+++ 提取的行 +++

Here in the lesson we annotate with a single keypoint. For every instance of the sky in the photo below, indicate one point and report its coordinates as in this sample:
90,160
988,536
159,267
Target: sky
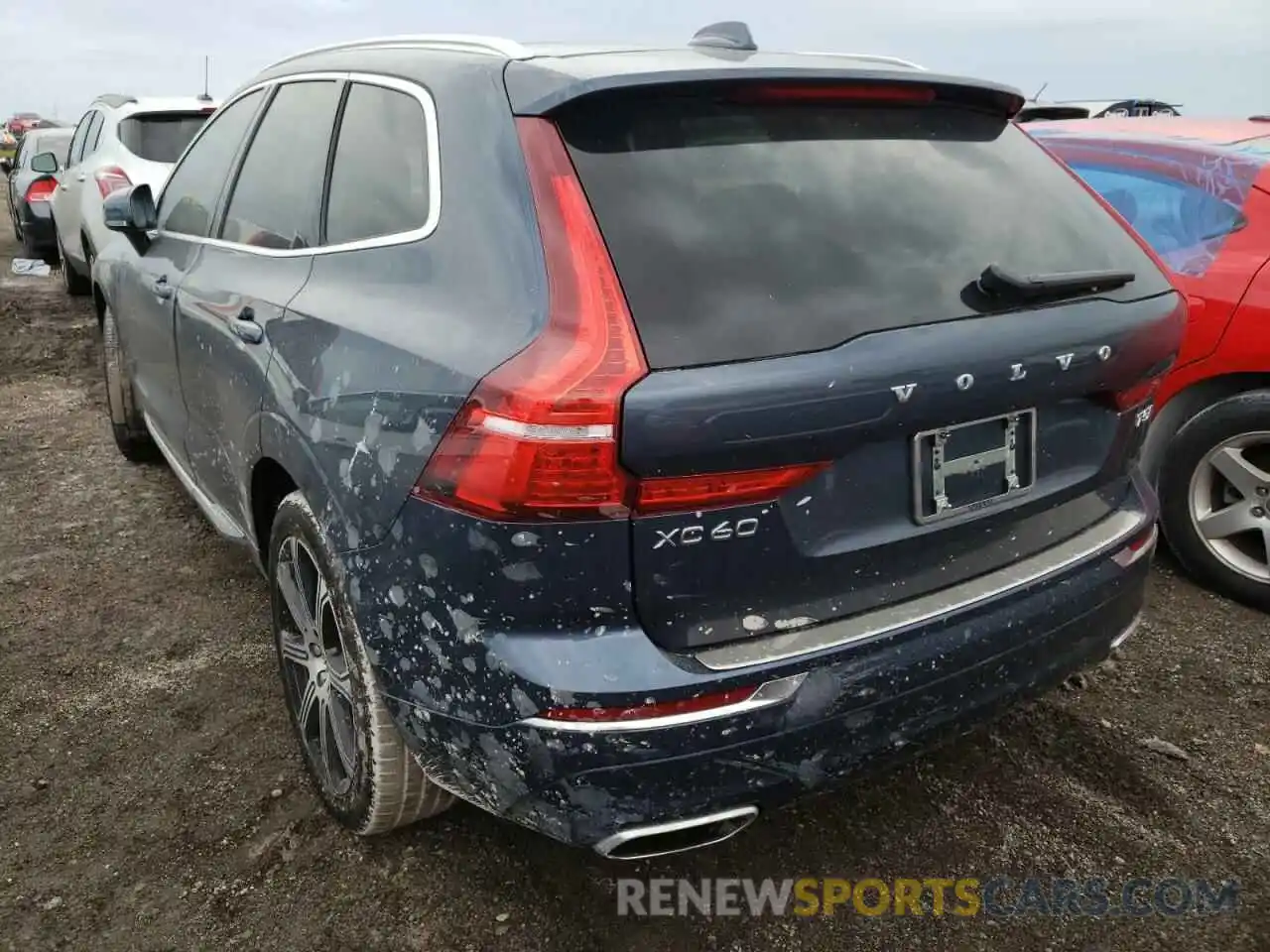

+++

- 任务要求:
逐字引用上面的全部各行，答案中不要包含图片。

- 任务结果:
Here in the lesson we annotate with a single keypoint. For every instance of the sky in the photo below, indicate one point and report its coordinates as in this sample:
90,160
988,536
159,267
Target: sky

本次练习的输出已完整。